(ENTRIES SUPPLIED Opens)

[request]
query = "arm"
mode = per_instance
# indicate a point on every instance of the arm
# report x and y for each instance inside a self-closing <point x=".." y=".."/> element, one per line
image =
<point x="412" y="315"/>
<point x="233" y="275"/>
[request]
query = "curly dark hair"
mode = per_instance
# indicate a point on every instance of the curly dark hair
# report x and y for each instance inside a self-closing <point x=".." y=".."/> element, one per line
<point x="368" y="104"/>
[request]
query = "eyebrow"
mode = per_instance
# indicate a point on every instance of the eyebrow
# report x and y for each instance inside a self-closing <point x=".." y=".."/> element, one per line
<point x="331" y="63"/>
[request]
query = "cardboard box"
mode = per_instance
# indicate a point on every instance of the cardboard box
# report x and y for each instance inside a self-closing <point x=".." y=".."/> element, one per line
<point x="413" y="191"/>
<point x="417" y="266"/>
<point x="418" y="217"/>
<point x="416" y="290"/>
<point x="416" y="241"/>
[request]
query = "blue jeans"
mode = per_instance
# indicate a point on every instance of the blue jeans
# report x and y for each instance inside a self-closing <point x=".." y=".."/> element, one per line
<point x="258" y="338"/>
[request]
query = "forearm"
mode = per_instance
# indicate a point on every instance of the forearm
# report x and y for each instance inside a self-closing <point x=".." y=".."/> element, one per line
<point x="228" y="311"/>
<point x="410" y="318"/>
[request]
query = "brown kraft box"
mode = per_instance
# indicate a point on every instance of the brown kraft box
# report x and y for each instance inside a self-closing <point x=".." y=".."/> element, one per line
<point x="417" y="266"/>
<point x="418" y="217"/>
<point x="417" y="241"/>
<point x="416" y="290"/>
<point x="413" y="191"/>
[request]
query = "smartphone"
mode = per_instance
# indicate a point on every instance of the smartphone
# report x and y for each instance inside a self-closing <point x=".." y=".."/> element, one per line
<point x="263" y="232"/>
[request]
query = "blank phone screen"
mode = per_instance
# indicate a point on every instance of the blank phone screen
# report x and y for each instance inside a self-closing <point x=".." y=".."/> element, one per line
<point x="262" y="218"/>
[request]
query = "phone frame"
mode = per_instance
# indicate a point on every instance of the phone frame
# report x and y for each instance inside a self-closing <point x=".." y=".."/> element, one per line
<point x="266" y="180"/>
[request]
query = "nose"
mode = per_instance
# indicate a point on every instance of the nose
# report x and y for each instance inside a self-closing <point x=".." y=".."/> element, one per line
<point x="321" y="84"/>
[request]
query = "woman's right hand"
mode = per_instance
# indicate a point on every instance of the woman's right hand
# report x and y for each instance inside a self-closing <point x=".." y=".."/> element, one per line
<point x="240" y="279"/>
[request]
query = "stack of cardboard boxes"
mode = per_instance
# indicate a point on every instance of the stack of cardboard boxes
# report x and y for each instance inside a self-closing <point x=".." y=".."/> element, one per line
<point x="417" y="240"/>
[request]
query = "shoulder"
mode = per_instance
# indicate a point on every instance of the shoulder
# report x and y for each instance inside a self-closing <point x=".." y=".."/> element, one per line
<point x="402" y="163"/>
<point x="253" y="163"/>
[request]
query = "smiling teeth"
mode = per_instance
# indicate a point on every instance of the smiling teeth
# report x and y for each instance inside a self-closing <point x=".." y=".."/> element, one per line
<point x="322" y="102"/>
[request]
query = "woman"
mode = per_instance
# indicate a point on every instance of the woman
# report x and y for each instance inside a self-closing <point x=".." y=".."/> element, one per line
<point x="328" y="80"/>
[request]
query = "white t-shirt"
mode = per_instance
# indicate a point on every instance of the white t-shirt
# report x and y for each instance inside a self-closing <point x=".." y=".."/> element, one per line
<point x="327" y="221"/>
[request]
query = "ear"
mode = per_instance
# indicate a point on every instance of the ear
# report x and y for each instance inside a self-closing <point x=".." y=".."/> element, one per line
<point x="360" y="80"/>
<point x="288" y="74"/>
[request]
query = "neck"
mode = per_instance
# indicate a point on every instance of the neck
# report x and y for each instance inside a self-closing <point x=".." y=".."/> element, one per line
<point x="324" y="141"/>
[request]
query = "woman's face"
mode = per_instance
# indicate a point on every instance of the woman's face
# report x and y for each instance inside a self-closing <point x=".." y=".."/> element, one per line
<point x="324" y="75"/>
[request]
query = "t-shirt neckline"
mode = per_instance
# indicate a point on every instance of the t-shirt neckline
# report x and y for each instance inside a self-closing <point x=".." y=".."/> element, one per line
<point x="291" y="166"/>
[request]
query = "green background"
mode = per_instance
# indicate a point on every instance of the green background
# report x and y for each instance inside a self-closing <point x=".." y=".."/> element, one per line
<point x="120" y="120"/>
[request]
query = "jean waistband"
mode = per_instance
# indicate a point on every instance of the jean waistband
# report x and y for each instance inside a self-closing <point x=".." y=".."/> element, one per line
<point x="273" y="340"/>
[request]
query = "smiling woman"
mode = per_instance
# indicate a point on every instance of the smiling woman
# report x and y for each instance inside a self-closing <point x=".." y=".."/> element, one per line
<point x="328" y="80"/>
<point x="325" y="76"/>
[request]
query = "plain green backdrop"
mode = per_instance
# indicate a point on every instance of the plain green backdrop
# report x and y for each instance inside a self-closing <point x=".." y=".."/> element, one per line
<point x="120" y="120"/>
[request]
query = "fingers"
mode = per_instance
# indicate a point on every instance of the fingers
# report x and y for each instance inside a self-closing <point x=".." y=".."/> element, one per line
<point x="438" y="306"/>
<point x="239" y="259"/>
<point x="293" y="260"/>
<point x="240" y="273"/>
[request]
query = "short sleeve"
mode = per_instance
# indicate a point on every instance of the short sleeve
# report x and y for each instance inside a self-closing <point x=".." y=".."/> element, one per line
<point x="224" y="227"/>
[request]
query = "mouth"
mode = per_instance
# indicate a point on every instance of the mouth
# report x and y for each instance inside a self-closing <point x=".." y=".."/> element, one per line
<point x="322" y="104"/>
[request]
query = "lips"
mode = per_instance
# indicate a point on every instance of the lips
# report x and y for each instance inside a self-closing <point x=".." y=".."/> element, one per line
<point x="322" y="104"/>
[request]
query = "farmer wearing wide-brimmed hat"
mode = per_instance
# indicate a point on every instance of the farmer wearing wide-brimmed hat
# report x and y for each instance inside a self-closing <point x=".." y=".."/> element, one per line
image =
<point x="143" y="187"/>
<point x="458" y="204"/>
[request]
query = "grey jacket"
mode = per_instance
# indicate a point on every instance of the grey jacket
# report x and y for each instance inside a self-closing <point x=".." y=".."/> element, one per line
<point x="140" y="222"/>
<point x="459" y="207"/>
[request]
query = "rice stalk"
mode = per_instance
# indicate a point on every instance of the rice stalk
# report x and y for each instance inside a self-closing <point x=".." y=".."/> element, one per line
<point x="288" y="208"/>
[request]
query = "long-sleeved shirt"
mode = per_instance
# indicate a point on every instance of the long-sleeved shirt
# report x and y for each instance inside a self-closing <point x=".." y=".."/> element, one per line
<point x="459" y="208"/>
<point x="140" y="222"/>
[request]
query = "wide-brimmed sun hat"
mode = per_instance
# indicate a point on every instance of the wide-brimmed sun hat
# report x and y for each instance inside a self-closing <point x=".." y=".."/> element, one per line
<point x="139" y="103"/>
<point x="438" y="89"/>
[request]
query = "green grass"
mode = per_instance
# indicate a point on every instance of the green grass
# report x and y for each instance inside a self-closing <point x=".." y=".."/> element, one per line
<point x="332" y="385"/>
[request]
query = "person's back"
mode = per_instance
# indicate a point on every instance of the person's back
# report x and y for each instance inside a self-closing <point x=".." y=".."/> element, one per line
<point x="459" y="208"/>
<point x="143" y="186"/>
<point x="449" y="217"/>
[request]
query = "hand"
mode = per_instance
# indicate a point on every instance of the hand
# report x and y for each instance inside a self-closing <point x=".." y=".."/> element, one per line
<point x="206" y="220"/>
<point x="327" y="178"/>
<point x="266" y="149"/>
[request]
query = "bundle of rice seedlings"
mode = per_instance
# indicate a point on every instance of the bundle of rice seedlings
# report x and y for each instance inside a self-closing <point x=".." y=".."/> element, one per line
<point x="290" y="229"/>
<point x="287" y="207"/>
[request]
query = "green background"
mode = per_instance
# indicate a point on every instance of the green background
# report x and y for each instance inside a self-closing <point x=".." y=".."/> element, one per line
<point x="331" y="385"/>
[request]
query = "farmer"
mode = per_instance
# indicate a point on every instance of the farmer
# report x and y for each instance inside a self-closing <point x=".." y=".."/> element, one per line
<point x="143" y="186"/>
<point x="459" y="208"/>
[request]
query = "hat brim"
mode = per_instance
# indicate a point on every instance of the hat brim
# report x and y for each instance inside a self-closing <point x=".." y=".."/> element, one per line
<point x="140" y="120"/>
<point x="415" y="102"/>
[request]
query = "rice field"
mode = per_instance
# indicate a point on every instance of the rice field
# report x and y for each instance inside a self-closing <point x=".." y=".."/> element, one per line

(ENTRIES SUPPLIED Closes)

TASK PROMPT: From the records above, pull out each line that has "woman".

OUTPUT FOR THIS TASK:
query = "woman's right hand"
# indicate a point on every instance of the woman's right hand
query = "woman"
# indicate a point on every instance of the woman
query = "woman's face"
# indicate a point on every instance of the woman's face
query = "smiling woman"
# indicate a point on every instance of the smiling woman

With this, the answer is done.